====== Data for this task

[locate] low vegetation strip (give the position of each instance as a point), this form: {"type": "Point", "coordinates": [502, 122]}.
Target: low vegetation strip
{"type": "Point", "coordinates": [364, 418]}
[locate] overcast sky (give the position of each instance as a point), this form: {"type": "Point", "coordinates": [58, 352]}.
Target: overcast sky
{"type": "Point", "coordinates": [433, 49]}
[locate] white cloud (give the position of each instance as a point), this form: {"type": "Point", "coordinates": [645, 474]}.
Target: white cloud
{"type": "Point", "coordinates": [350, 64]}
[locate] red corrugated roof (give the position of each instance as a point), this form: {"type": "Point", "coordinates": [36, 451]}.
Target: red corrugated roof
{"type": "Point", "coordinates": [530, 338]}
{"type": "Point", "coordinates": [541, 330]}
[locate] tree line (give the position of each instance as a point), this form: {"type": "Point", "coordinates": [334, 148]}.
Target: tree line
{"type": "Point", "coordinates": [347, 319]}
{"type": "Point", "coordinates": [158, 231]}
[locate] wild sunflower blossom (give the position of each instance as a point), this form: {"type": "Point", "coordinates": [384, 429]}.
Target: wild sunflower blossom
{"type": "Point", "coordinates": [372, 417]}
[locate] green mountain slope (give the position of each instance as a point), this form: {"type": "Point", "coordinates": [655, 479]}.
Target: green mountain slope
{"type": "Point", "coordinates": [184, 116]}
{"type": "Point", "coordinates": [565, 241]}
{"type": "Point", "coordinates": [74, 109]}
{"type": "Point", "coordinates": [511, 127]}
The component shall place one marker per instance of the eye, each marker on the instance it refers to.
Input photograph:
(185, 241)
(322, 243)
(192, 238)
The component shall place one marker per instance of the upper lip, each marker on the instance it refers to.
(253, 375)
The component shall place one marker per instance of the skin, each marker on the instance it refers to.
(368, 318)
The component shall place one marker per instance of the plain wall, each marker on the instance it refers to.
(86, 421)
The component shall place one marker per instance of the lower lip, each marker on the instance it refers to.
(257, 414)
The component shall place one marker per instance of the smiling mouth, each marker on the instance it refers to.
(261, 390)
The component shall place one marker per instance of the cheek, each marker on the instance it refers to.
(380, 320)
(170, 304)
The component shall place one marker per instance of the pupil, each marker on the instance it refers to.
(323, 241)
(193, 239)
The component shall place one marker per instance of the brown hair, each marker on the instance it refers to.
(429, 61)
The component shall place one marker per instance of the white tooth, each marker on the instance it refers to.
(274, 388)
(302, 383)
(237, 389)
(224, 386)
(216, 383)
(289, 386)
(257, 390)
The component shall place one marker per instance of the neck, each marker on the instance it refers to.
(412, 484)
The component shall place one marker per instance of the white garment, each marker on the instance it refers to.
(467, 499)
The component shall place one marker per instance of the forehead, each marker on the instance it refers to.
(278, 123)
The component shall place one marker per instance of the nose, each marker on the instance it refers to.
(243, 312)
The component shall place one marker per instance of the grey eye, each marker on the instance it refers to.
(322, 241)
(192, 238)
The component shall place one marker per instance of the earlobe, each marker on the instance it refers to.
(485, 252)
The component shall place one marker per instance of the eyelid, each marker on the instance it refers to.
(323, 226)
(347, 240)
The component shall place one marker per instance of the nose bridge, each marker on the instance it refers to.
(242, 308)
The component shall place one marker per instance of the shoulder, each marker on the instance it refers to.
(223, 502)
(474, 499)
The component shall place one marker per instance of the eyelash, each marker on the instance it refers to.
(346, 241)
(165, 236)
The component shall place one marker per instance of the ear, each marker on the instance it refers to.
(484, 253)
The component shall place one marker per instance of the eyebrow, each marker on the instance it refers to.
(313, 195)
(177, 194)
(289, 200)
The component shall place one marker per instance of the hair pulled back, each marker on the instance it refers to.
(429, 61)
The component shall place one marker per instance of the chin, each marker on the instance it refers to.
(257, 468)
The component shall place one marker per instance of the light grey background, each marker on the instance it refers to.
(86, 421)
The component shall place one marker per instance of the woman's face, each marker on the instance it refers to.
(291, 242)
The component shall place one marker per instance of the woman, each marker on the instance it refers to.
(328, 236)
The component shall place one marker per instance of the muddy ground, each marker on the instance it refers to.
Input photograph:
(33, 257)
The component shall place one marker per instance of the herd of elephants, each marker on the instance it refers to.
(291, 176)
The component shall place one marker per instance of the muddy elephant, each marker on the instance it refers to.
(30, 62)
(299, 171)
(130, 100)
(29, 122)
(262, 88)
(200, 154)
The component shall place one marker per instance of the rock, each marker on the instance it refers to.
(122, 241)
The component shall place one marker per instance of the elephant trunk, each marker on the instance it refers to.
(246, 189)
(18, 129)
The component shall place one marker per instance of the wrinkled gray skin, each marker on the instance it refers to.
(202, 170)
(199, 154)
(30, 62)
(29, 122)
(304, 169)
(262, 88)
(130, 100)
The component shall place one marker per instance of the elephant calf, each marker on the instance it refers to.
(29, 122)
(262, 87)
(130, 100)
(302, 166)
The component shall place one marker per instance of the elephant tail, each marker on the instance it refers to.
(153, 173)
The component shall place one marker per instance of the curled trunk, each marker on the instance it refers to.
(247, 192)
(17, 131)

============

About this task -> Across the records above, show each line containing the word "position".

Result for this task ->
[locate] low vegetation strip (give the position of each instance as a point), this form: {"type": "Point", "coordinates": [502, 122]}.
[locate] overcast sky (give the position of each instance as a point), this form: {"type": "Point", "coordinates": [58, 352]}.
[locate] white cloud (give the position of each instance as a point), this form: {"type": "Point", "coordinates": [645, 474]}.
[locate] red corrugated roof (give the position of each instance as a point), this form: {"type": "Point", "coordinates": [36, 451]}.
[locate] tree line (give the position of each instance as a point), this form: {"type": "Point", "coordinates": [334, 148]}.
[locate] wild sunflower blossom (give the position of each instance as a point), this form: {"type": "Point", "coordinates": [384, 429]}.
[locate] green mountain slope (give the position of each instance as a point), this form: {"type": "Point", "coordinates": [655, 479]}.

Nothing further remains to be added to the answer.